The task here is to set down every line of the listing exactly.
##############################
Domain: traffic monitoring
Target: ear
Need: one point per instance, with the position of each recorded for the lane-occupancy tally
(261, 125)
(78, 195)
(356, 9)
##############################
- _Your response_:
Domain: traffic monitoring
Target: ear
Need: one point per instance, with the position of each recorded for the lane-occupancy tally
(261, 125)
(78, 195)
(356, 9)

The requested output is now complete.